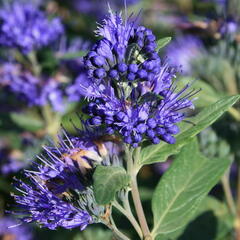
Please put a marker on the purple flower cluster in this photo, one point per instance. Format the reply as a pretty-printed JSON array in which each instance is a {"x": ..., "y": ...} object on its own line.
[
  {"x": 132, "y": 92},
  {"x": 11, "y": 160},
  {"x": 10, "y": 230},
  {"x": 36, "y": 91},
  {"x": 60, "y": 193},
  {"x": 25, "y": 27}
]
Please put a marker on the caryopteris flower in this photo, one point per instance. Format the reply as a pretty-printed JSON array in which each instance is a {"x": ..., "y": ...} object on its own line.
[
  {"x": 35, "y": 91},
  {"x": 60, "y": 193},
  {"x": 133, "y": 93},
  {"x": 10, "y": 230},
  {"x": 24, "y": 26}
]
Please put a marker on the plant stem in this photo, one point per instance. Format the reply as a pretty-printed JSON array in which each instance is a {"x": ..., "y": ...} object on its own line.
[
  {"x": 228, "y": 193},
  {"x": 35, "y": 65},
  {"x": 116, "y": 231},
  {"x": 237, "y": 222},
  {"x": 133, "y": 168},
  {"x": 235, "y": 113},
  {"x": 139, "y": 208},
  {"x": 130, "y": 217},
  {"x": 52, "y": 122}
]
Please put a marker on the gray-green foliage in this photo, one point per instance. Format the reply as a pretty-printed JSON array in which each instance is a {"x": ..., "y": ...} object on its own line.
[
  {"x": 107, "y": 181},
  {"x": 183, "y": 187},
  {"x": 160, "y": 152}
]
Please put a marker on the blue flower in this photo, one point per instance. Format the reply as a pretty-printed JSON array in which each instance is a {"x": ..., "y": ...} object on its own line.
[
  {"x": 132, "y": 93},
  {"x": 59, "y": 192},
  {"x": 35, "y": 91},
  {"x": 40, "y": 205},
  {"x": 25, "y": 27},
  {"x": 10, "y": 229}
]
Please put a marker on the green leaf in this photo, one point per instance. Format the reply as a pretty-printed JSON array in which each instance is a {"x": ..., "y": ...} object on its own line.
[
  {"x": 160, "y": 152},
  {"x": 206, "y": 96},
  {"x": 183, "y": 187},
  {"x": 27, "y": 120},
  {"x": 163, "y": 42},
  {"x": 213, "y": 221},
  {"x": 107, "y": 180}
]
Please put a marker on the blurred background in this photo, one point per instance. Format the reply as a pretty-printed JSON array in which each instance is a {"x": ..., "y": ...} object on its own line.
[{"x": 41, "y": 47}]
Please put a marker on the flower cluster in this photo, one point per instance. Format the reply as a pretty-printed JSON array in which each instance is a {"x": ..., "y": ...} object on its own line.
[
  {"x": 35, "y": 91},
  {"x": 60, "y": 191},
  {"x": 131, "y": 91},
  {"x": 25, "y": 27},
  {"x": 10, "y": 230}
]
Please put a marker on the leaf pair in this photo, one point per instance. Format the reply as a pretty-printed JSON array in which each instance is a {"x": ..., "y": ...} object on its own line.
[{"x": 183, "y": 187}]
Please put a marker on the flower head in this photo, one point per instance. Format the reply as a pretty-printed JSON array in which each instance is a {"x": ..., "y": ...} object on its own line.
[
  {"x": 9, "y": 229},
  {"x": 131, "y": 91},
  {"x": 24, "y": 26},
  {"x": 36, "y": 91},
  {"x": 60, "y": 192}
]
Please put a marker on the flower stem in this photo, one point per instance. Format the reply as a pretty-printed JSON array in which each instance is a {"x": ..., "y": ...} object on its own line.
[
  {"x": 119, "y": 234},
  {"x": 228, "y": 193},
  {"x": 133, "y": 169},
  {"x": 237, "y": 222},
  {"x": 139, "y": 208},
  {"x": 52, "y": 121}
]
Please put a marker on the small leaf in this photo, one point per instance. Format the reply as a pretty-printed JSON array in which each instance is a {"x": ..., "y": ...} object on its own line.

════════════════════

__EXERCISE PROMPT__: Repeat the lines above exactly, and keep every picture out.

__THE RESULT__:
Please put a marker on the purple flower cluster in this photo, one point per instance. Format the reply as a pretty-printed JSON array in which each instance is a {"x": ..., "y": ...} object on its own line.
[
  {"x": 132, "y": 92},
  {"x": 11, "y": 160},
  {"x": 10, "y": 230},
  {"x": 36, "y": 91},
  {"x": 60, "y": 193},
  {"x": 25, "y": 27}
]
Please put a marker on the caryopteris flower in this photo, one point per instance. Format the reply as a pretty-printed JSON array in which each instance is a {"x": ..., "y": ...} object on its own line.
[
  {"x": 35, "y": 91},
  {"x": 60, "y": 193},
  {"x": 133, "y": 93},
  {"x": 10, "y": 230},
  {"x": 24, "y": 26}
]
Please put a marker on the plant stem in this photo, one point per instance. Format the reply as a pretty-printed JSON array in which each instance is a {"x": ..., "y": ...} object on its own line.
[
  {"x": 228, "y": 193},
  {"x": 35, "y": 65},
  {"x": 116, "y": 231},
  {"x": 237, "y": 222},
  {"x": 133, "y": 168},
  {"x": 235, "y": 113},
  {"x": 139, "y": 208},
  {"x": 130, "y": 217},
  {"x": 52, "y": 122}
]
Please put a marker on the gray-green foliage in this photo, one point per instance. Format the reply as a pretty-printed JSON array in which each instance is a {"x": ..., "y": ...} object on its own line.
[
  {"x": 107, "y": 181},
  {"x": 183, "y": 187},
  {"x": 160, "y": 152}
]
Please put a marker on the blue flower in this photo, one point per instance. Format the reply as a pretty-printed JSON array in which each instance is a {"x": ..., "y": ...} object on its own line.
[
  {"x": 132, "y": 93},
  {"x": 59, "y": 192},
  {"x": 35, "y": 91},
  {"x": 40, "y": 205},
  {"x": 25, "y": 27},
  {"x": 10, "y": 229}
]
Please put a marker on the green leaf in this photo, one point per instance. Format the reply as a pretty-printed JSON array in which each instance is a {"x": ..., "y": ...} object on its own line.
[
  {"x": 160, "y": 152},
  {"x": 206, "y": 96},
  {"x": 183, "y": 187},
  {"x": 27, "y": 120},
  {"x": 163, "y": 42},
  {"x": 213, "y": 221},
  {"x": 107, "y": 180}
]
Please put a marker on the blurred background in this photo, one point per instance. Format the reply as a pretty-printed JSON array in which each instance is a {"x": ..., "y": ...} object on its own line.
[{"x": 41, "y": 47}]
Please put a marker on the flower cluster in this photo, one point per instance. Format the reply as a pretty-printed JSON array in which each instance is a {"x": ..., "y": ...} object on its own line.
[
  {"x": 35, "y": 91},
  {"x": 60, "y": 191},
  {"x": 131, "y": 91},
  {"x": 25, "y": 27},
  {"x": 10, "y": 230}
]
Please put a marker on the leaf pair in this photo, one point per instance. Format the reply as a pretty-printed JSON array in which each instance is a {"x": ..., "y": ...} object on its own line.
[{"x": 183, "y": 187}]
Please put a marker on the flower head in this photo, one point per instance. Format the reply as a pretty-printed JSON array in which each instance is a {"x": ..., "y": ...} object on its own line.
[
  {"x": 9, "y": 229},
  {"x": 131, "y": 91},
  {"x": 24, "y": 26},
  {"x": 36, "y": 91},
  {"x": 60, "y": 192}
]
Please put a marker on the flower stem in this photo, one point per instance. Format the reply as a pretty-printed JSON array in which each instance is a {"x": ..., "y": ...} object on its own line.
[
  {"x": 119, "y": 234},
  {"x": 228, "y": 193},
  {"x": 133, "y": 169},
  {"x": 237, "y": 222},
  {"x": 139, "y": 208},
  {"x": 52, "y": 121}
]
Please put a marker on the small leaf in this photo, one point per instance. Format the reply as a pretty-printed JSON array in which each instance is a {"x": ..., "y": ...} object on its own line.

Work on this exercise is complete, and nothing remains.